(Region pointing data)
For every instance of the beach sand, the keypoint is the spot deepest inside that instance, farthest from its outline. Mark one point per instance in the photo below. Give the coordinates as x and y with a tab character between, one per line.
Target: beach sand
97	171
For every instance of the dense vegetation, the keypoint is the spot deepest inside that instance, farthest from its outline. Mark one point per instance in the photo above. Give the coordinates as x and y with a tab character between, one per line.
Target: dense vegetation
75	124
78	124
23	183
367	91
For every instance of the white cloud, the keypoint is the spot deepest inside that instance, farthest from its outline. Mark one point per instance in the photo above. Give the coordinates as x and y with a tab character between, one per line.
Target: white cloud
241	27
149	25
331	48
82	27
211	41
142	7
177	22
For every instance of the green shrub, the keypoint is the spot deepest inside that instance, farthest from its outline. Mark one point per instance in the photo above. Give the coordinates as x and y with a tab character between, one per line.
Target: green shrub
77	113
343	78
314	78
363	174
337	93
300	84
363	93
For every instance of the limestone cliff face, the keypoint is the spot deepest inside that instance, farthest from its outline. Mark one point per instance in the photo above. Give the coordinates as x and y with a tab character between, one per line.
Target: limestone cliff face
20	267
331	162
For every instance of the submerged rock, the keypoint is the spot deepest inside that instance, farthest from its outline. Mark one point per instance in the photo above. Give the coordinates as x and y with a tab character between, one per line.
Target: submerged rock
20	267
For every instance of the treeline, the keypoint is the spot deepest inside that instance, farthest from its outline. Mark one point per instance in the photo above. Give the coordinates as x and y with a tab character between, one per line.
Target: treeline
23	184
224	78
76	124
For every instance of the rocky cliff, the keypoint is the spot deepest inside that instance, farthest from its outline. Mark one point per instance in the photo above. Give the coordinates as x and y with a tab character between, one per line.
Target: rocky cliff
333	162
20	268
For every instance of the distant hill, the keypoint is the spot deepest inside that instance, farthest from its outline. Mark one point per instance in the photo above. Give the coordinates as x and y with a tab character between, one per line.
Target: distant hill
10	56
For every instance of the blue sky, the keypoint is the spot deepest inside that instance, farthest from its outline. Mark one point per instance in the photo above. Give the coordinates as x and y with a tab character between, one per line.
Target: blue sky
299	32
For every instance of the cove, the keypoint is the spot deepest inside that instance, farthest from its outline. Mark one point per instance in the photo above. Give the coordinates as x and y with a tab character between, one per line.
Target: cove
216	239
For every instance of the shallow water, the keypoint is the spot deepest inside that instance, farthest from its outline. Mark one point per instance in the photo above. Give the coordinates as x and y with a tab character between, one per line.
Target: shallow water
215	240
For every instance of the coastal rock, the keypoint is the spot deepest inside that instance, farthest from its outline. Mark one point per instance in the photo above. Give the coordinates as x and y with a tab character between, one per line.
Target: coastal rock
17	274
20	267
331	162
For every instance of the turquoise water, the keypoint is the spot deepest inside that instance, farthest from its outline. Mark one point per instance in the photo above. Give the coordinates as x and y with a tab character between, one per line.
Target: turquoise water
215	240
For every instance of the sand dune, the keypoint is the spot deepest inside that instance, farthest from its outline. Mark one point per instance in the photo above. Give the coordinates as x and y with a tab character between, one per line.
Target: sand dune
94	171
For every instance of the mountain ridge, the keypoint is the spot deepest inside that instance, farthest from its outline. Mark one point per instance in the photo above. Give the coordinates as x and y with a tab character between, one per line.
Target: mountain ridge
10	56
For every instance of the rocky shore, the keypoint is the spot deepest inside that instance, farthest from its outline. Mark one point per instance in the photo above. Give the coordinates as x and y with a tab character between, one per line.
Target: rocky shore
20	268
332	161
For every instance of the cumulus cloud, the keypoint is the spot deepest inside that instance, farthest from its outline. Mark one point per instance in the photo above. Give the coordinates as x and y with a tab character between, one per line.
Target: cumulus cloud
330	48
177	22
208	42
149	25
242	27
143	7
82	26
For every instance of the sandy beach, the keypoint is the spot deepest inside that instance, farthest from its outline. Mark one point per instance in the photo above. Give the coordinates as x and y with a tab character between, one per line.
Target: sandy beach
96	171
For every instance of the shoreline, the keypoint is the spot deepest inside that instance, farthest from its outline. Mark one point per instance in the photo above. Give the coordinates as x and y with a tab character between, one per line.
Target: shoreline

--

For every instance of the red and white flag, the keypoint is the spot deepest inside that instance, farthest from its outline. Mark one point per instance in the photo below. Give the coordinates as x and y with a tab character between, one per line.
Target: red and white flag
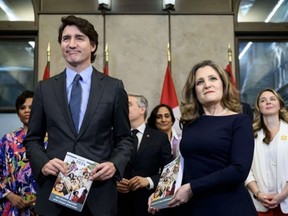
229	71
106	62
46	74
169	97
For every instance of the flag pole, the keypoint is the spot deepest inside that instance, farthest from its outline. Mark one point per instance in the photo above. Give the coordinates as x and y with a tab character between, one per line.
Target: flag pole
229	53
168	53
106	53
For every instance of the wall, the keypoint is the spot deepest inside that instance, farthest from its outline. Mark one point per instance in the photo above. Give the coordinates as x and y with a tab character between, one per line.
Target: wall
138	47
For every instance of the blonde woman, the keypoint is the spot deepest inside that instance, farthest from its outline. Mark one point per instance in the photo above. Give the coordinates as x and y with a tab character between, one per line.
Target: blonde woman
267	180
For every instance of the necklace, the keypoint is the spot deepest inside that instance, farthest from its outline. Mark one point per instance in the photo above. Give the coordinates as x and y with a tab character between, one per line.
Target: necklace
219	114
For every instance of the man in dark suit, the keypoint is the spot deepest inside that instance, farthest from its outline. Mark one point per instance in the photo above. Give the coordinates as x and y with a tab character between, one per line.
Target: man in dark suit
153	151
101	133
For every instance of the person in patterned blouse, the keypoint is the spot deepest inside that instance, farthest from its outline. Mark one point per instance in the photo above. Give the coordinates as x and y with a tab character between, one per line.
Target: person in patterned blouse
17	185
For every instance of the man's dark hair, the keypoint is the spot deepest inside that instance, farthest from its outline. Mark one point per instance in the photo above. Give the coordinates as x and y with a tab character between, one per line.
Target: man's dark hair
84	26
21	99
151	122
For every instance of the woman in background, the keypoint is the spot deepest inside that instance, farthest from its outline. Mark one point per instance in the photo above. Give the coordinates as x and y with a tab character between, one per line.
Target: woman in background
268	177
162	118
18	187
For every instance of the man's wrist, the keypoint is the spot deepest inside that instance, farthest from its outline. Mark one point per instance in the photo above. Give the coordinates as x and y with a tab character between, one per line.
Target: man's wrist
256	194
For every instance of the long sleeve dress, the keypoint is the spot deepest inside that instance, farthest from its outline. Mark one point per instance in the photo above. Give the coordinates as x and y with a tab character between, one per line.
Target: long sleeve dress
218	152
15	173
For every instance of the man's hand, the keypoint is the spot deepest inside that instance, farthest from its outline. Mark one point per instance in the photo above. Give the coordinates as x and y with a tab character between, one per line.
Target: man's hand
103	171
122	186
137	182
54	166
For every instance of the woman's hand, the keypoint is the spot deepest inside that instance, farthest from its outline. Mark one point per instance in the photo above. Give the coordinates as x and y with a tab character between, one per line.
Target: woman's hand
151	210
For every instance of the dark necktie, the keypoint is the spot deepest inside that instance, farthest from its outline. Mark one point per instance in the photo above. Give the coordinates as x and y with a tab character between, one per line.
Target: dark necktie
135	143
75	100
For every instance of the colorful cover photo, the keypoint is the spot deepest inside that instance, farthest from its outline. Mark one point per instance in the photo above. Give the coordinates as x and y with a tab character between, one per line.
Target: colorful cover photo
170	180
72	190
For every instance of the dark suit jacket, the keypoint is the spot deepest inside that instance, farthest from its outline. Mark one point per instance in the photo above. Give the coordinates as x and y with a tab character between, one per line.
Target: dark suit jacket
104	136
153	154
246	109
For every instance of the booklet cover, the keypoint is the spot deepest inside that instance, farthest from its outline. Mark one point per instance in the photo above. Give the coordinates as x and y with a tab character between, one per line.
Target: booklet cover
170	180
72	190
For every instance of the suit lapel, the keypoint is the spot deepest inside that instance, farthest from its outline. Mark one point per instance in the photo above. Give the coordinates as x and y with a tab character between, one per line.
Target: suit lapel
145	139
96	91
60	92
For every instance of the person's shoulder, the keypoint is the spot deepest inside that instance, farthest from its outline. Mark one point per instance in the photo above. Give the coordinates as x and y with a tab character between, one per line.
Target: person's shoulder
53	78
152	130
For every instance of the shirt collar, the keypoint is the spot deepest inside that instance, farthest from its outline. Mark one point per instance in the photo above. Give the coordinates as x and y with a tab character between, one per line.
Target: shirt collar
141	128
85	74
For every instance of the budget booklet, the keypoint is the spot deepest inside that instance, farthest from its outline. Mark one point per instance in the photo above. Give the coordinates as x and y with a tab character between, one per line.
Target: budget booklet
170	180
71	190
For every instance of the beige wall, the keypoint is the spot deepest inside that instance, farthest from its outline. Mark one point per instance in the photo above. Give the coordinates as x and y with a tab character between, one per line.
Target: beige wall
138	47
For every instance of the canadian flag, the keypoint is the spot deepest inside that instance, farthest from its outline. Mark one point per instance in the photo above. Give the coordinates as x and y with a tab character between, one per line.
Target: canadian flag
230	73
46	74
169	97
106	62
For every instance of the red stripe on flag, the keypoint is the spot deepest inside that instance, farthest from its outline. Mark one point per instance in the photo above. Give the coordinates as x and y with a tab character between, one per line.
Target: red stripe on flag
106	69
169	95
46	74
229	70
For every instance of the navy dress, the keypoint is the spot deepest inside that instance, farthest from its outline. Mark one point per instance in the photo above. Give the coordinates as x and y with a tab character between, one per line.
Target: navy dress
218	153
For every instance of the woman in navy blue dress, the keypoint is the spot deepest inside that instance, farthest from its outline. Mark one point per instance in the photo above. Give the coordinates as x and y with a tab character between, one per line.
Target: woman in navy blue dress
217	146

* * *

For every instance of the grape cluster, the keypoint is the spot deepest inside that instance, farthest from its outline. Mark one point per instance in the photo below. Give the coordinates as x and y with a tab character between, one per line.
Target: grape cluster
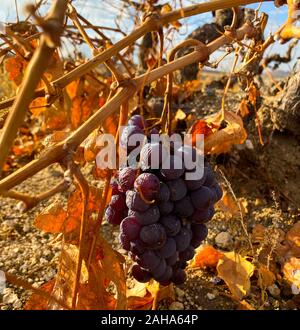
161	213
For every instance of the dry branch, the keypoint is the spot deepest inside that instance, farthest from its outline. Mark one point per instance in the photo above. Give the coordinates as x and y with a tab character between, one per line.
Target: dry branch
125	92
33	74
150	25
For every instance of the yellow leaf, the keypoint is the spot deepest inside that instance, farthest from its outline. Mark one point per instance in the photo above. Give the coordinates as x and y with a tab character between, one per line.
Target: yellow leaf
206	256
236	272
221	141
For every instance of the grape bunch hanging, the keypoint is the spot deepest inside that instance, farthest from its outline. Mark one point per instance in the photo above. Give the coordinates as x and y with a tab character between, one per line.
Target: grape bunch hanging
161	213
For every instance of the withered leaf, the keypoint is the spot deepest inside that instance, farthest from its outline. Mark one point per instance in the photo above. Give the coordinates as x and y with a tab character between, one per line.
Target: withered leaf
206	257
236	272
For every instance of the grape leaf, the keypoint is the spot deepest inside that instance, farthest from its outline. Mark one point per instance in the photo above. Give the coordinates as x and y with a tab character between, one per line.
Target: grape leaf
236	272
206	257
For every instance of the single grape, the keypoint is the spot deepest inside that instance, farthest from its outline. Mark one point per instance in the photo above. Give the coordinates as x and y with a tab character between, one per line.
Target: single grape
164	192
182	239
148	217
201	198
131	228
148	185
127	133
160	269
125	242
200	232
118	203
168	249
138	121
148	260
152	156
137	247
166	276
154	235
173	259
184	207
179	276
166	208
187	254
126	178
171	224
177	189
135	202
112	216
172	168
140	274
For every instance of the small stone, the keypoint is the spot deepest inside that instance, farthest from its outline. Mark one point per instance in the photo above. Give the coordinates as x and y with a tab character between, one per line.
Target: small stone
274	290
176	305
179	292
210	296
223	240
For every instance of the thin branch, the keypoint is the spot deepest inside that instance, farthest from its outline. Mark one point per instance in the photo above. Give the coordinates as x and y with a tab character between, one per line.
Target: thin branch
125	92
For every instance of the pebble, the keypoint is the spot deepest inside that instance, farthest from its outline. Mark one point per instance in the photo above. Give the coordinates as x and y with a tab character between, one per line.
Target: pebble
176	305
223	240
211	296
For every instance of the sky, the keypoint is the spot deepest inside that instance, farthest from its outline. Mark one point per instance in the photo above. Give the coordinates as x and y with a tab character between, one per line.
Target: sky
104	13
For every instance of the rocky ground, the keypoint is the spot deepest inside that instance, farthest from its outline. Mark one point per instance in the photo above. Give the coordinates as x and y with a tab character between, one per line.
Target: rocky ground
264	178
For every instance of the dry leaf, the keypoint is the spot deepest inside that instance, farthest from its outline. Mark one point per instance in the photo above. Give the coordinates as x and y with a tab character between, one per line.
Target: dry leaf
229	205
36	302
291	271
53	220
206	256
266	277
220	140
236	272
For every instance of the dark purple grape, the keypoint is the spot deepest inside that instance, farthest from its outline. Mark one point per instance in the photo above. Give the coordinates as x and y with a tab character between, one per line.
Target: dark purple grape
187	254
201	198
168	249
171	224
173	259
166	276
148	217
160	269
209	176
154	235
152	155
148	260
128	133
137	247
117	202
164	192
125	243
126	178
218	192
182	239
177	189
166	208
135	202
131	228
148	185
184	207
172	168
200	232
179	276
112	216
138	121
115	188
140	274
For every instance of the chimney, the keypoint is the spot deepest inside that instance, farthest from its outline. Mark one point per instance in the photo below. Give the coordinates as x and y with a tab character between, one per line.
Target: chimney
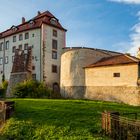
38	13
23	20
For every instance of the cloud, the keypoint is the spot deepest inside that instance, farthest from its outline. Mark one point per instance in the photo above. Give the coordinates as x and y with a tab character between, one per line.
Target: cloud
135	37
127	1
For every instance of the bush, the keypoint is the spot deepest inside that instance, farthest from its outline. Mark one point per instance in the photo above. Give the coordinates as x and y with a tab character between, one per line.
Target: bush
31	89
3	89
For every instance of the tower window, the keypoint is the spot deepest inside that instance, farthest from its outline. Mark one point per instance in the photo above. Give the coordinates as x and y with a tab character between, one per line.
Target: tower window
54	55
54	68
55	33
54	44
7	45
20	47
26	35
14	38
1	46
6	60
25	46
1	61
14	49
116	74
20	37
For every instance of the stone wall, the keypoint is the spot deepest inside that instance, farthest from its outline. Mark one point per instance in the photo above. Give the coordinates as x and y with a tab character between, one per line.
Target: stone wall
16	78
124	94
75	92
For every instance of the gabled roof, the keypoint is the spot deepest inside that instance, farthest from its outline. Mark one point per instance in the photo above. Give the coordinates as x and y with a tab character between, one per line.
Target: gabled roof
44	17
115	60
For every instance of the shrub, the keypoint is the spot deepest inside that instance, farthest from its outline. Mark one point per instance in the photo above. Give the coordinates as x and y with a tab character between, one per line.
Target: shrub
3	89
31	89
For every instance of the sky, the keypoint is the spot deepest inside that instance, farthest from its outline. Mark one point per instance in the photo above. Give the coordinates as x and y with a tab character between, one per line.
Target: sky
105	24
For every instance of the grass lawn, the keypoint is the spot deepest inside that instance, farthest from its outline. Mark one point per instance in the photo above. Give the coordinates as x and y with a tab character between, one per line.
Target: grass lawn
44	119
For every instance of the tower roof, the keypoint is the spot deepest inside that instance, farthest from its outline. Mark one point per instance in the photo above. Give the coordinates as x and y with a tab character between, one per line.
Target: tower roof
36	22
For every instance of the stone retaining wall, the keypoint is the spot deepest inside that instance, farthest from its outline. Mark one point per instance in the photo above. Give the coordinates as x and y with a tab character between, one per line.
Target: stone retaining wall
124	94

TASK PROMPT:
Using the data above, repeat exactly the lines that begin at the line with "Target: submerged rock" and end at the line with "For every instance of the shallow", both ends included.

ANSWER SECTION:
Target: submerged rock
20	267
For every instance of the treeline, the keypoint is the spot deepest inside that instance, farthest from its outline. Mark one point per instance in the photo above. Give the coordinates as x and y with a tab character between, one per line.
Target: treeline
23	184
224	78
76	124
For every instance of the rocky cliff, the keypoint is the spot deepest inside that instance, farthest from its outline. Mark one point per instance in the photo above. Give the coordinates as x and y with a tab character between, one per line.
Target: rocky cliff
333	162
20	268
For every instance of the distant hill, the keypoint is the spot deepest inside that instance, farthest from its outline. Mark one point per instance in the photo above. Give the coordinates as x and y with a tab character between, one per line.
Target: distant hill
10	56
For every instance of the blue sky, the keypoint is the spot deepest inside that instance, farthest from its outline. Mark one point per instance in the photo above. Give the coordinates as x and y with a tab character between, one per line.
Target: blue sky
299	32
For every instance of the cove, the keypoint is the spot deepest inside that instance, farthest from its outline. Mark one point per instance in the photo above. Give the coordinates as x and y with a tab character between, one per line.
Target: cove
216	239
For every instance of the shallow water, the keypoint is the spot deepest inside that instance, farthest from its outline. Mark one point per instance in the photo above. Give the coordinates as x and y with a tab character between, one per line.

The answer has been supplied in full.